━━━━━ Given records
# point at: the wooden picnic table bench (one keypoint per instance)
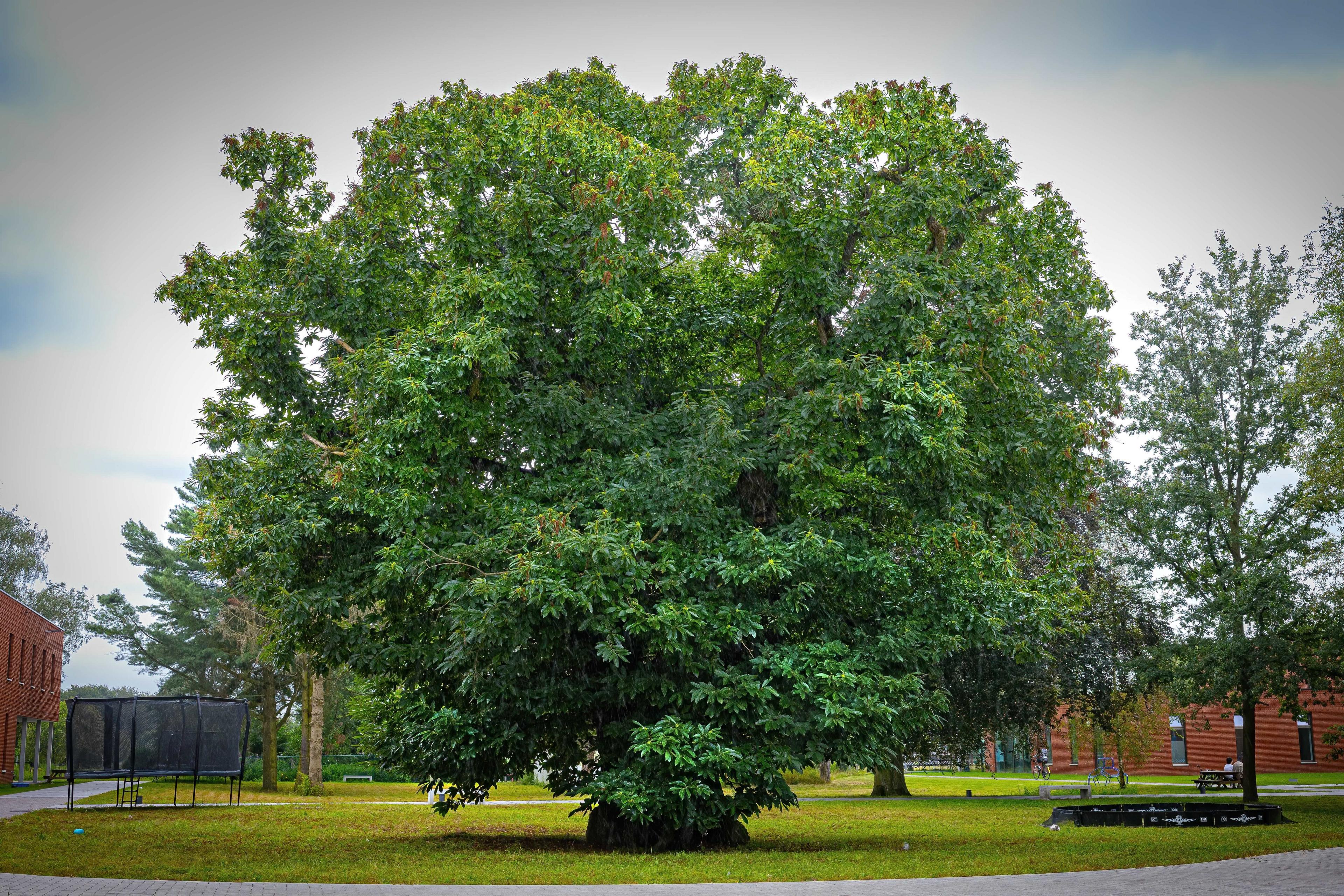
(1217, 778)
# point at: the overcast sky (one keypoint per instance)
(1160, 121)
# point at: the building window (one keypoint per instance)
(1178, 730)
(1304, 738)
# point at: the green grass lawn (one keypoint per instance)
(160, 792)
(343, 841)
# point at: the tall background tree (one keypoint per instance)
(23, 575)
(1322, 387)
(200, 636)
(666, 444)
(1233, 553)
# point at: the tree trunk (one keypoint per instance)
(1251, 792)
(304, 723)
(890, 782)
(268, 729)
(315, 735)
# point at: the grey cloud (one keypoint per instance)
(159, 469)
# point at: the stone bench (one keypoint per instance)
(1048, 792)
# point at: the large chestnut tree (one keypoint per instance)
(663, 444)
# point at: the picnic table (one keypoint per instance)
(1217, 778)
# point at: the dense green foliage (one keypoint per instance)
(666, 444)
(1322, 371)
(1214, 391)
(23, 575)
(1322, 387)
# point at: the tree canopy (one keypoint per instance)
(664, 444)
(23, 575)
(1214, 390)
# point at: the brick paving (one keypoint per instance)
(22, 801)
(1300, 874)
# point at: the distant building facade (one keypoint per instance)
(30, 692)
(1197, 739)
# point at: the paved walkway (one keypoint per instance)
(22, 801)
(1303, 874)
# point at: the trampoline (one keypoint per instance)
(130, 739)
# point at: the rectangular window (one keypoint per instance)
(1178, 730)
(1304, 738)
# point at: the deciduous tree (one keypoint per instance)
(23, 575)
(663, 442)
(1213, 393)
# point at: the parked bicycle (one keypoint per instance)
(1041, 765)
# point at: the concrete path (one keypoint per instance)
(1303, 874)
(21, 801)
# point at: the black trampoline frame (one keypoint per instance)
(130, 778)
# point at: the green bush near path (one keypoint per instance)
(350, 843)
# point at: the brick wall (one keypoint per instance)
(30, 664)
(1211, 738)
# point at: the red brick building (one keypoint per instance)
(1199, 739)
(30, 692)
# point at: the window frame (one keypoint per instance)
(1310, 742)
(1178, 731)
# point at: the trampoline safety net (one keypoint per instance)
(156, 737)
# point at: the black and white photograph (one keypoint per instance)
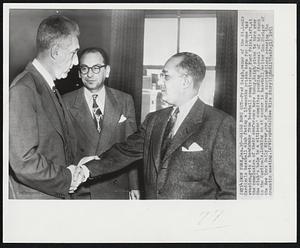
(147, 122)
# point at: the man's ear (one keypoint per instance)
(107, 71)
(54, 51)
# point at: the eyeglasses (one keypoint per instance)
(95, 69)
(163, 76)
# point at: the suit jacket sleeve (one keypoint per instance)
(120, 155)
(130, 129)
(224, 159)
(29, 165)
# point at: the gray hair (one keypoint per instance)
(53, 30)
(193, 65)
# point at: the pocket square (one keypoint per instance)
(192, 148)
(122, 119)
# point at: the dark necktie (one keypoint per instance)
(68, 152)
(56, 93)
(167, 138)
(97, 114)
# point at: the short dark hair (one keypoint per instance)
(96, 50)
(194, 66)
(53, 29)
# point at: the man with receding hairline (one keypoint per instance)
(188, 149)
(41, 138)
(102, 116)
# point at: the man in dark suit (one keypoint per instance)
(188, 149)
(102, 116)
(41, 139)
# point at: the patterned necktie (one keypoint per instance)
(168, 135)
(98, 116)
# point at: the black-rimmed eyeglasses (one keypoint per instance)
(95, 69)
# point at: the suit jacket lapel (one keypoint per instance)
(48, 99)
(83, 116)
(189, 126)
(112, 114)
(157, 135)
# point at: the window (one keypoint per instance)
(169, 33)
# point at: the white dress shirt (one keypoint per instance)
(183, 112)
(45, 74)
(100, 100)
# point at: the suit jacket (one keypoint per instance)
(90, 142)
(206, 174)
(40, 140)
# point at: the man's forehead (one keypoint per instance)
(92, 58)
(171, 64)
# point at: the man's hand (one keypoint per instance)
(134, 194)
(80, 173)
(78, 177)
(84, 160)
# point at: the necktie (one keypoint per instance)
(68, 152)
(98, 116)
(58, 98)
(167, 138)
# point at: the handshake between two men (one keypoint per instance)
(80, 173)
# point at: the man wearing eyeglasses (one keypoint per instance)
(102, 116)
(188, 149)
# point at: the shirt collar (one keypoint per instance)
(186, 107)
(89, 95)
(45, 74)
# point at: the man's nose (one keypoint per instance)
(90, 72)
(75, 60)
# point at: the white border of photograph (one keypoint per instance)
(270, 220)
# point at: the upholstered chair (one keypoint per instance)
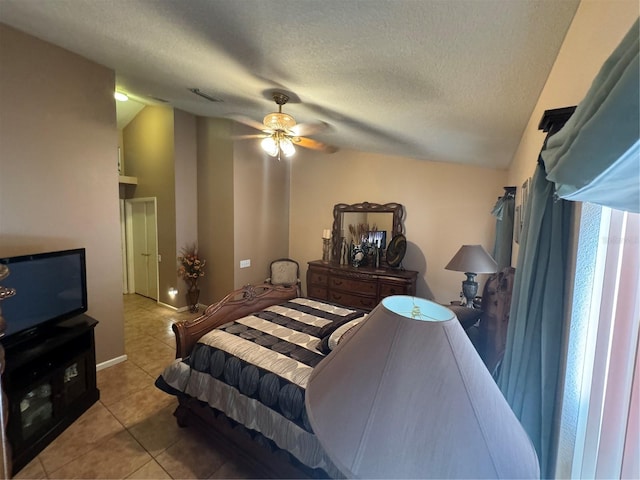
(285, 271)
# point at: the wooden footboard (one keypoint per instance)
(239, 303)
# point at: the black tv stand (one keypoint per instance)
(50, 380)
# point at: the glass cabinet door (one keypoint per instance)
(36, 409)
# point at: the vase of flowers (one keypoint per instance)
(191, 269)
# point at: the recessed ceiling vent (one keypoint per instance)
(202, 94)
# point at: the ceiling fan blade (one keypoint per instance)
(314, 144)
(309, 128)
(246, 137)
(248, 121)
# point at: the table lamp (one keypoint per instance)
(471, 259)
(407, 396)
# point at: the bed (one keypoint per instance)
(241, 371)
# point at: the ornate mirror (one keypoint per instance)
(386, 218)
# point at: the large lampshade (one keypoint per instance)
(407, 396)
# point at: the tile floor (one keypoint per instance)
(131, 431)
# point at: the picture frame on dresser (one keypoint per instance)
(361, 287)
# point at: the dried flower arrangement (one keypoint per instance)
(191, 266)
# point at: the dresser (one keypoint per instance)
(359, 287)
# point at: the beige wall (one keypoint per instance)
(261, 211)
(149, 155)
(597, 28)
(446, 206)
(215, 207)
(186, 176)
(58, 168)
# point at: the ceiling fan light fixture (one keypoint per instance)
(270, 146)
(286, 146)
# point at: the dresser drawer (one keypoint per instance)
(388, 289)
(317, 278)
(349, 300)
(353, 285)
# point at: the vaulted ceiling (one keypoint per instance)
(444, 80)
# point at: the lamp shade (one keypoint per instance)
(407, 396)
(472, 258)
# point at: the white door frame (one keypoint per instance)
(129, 234)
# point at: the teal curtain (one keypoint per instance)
(530, 372)
(595, 157)
(504, 211)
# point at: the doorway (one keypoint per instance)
(142, 246)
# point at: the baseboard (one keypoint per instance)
(201, 308)
(110, 363)
(170, 306)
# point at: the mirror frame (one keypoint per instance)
(395, 208)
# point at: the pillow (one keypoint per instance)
(341, 332)
(329, 328)
(466, 316)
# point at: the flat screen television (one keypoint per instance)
(50, 287)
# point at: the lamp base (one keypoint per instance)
(469, 288)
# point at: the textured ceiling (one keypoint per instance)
(445, 80)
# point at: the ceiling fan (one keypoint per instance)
(281, 133)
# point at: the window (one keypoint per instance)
(600, 412)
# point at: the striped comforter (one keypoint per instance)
(255, 370)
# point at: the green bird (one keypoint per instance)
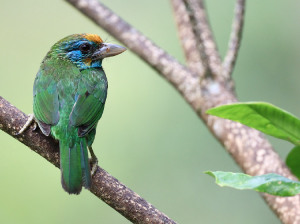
(69, 95)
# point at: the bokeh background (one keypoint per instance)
(148, 138)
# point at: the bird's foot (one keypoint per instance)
(31, 119)
(94, 163)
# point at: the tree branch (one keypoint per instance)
(235, 39)
(248, 147)
(204, 37)
(187, 37)
(104, 186)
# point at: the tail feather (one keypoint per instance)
(85, 166)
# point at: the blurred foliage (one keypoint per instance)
(148, 138)
(270, 183)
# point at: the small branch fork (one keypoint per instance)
(204, 84)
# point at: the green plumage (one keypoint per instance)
(69, 95)
(68, 103)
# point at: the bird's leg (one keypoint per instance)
(31, 119)
(93, 160)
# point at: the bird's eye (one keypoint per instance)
(84, 48)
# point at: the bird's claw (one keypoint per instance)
(31, 119)
(94, 163)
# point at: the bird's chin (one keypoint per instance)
(108, 50)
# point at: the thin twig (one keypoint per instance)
(104, 186)
(235, 39)
(156, 57)
(187, 37)
(248, 147)
(204, 37)
(245, 145)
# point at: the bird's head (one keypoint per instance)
(84, 50)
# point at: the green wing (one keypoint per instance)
(45, 100)
(90, 100)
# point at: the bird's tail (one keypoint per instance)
(74, 164)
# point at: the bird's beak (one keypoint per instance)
(108, 50)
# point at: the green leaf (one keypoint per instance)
(264, 117)
(269, 183)
(293, 161)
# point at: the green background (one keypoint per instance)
(148, 138)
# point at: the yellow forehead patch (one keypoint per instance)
(87, 61)
(93, 37)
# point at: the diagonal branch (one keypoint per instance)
(156, 57)
(235, 39)
(252, 152)
(188, 39)
(204, 36)
(104, 186)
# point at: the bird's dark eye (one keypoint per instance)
(84, 48)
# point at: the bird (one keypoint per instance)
(69, 95)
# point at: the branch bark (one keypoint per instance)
(235, 39)
(104, 186)
(252, 152)
(248, 147)
(204, 37)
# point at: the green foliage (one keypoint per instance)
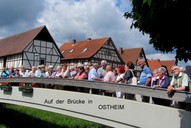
(167, 22)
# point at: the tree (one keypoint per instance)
(167, 22)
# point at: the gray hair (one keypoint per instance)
(162, 69)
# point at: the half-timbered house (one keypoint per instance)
(133, 55)
(30, 48)
(90, 51)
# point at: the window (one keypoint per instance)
(71, 50)
(42, 61)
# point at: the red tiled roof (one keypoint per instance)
(92, 46)
(131, 54)
(168, 64)
(16, 43)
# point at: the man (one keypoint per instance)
(109, 77)
(145, 77)
(102, 70)
(179, 82)
(93, 75)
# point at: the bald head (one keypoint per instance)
(108, 68)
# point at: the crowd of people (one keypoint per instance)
(157, 78)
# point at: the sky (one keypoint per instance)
(78, 19)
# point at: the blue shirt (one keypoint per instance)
(145, 74)
(93, 74)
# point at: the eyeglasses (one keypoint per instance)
(174, 69)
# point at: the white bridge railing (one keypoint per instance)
(105, 110)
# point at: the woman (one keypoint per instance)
(162, 82)
(120, 79)
(128, 77)
(80, 76)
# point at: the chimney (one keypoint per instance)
(89, 39)
(120, 50)
(74, 41)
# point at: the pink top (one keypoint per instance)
(82, 76)
(109, 77)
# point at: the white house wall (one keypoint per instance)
(37, 51)
(13, 60)
(1, 63)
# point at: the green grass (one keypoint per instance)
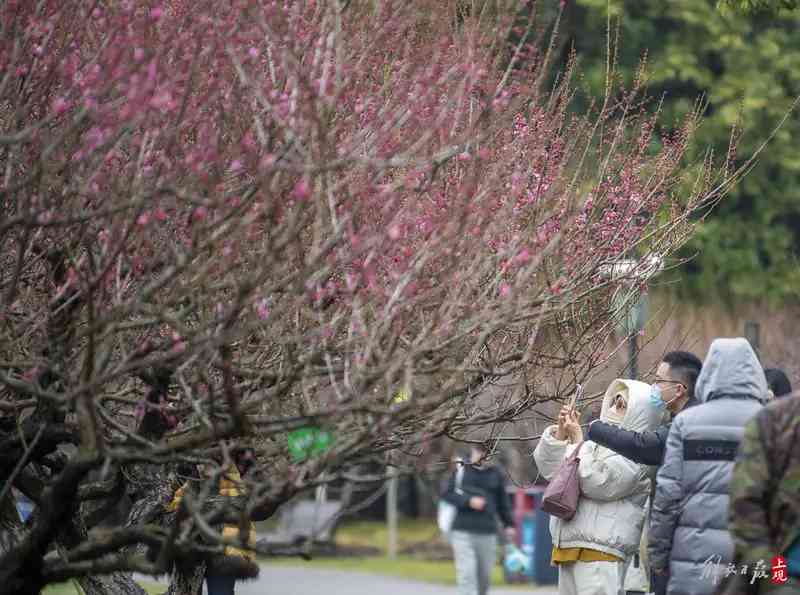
(442, 573)
(71, 588)
(410, 532)
(372, 534)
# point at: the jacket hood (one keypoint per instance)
(641, 414)
(731, 368)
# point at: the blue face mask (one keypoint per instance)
(656, 400)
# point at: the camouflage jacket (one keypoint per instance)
(765, 487)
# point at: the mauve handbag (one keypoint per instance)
(561, 496)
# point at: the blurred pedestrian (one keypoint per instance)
(778, 382)
(235, 563)
(765, 500)
(689, 540)
(592, 547)
(480, 499)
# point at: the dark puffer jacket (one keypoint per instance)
(489, 483)
(689, 521)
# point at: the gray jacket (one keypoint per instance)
(689, 521)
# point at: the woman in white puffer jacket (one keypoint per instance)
(592, 548)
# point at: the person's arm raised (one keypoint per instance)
(645, 448)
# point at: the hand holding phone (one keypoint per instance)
(575, 396)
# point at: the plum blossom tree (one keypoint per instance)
(230, 221)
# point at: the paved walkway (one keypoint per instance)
(303, 580)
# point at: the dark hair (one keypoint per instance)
(778, 382)
(685, 366)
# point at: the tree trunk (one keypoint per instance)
(119, 583)
(187, 581)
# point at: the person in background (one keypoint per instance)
(481, 500)
(765, 499)
(592, 548)
(778, 382)
(235, 563)
(689, 539)
(673, 390)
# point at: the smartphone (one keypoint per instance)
(576, 395)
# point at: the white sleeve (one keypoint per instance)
(550, 452)
(607, 478)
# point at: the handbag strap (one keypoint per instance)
(459, 478)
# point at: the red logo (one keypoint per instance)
(779, 575)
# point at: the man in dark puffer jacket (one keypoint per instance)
(689, 539)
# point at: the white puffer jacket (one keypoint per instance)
(614, 490)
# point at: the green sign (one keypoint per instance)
(309, 442)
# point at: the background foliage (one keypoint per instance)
(744, 62)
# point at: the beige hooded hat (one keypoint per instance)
(641, 414)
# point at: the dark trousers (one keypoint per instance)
(220, 585)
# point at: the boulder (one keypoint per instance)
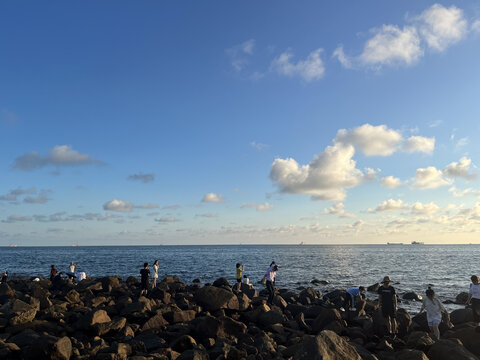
(410, 354)
(215, 298)
(155, 322)
(449, 349)
(469, 337)
(109, 283)
(271, 317)
(326, 346)
(461, 298)
(461, 316)
(420, 340)
(324, 318)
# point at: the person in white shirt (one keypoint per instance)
(434, 309)
(270, 280)
(474, 298)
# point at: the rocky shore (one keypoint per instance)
(106, 319)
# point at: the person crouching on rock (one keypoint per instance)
(270, 280)
(145, 274)
(240, 270)
(434, 309)
(351, 297)
(387, 299)
(474, 298)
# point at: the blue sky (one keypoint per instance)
(239, 122)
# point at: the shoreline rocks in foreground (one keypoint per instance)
(106, 319)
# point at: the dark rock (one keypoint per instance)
(326, 346)
(412, 296)
(324, 318)
(461, 298)
(461, 316)
(469, 337)
(449, 349)
(214, 298)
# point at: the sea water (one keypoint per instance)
(411, 267)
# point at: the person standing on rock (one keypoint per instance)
(145, 275)
(474, 298)
(434, 309)
(240, 269)
(269, 282)
(387, 299)
(53, 272)
(155, 273)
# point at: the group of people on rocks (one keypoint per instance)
(354, 299)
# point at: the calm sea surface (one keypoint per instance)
(411, 267)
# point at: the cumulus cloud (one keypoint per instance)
(391, 205)
(419, 144)
(13, 194)
(430, 178)
(325, 178)
(212, 198)
(310, 69)
(258, 206)
(17, 218)
(60, 155)
(166, 220)
(118, 205)
(371, 140)
(239, 54)
(147, 206)
(436, 28)
(441, 27)
(258, 146)
(391, 182)
(144, 178)
(459, 169)
(425, 209)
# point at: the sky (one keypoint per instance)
(221, 122)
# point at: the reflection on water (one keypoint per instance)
(412, 267)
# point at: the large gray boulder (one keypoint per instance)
(215, 298)
(326, 346)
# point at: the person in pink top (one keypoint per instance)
(270, 279)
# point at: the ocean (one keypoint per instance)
(411, 267)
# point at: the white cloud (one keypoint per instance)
━━━━━━━━━━
Copy out word for word the lines starting with the line that contains "# point at: the overcast" and going on through the line that contains "(1214, 390)".

# point at: the overcast sky (one keypoint per instance)
(1160, 121)
# point at: the building window (one keypoint per instance)
(1178, 730)
(1304, 738)
# point at: the green grass lawn (one keypoint per instance)
(160, 792)
(343, 841)
# point at: the tall background tree (one keypoint per instance)
(23, 575)
(1322, 387)
(200, 636)
(666, 444)
(1233, 553)
# point at: the tree trunk (one keypoint per instance)
(1251, 792)
(304, 723)
(890, 782)
(268, 729)
(315, 735)
# point at: the grey cloud (one keypoint per instance)
(159, 469)
# point at: the stone bench (one keypoint per instance)
(1048, 792)
# point at: the large chestnut tree (one keypoint per instance)
(663, 444)
# point at: the picnic table (one keypoint per instance)
(1217, 778)
# point at: the dense green foliage (one keypoint per instance)
(666, 444)
(1322, 371)
(1214, 391)
(23, 575)
(1322, 387)
# point at: the tree canopy (one keypoint per instance)
(664, 444)
(23, 575)
(1214, 390)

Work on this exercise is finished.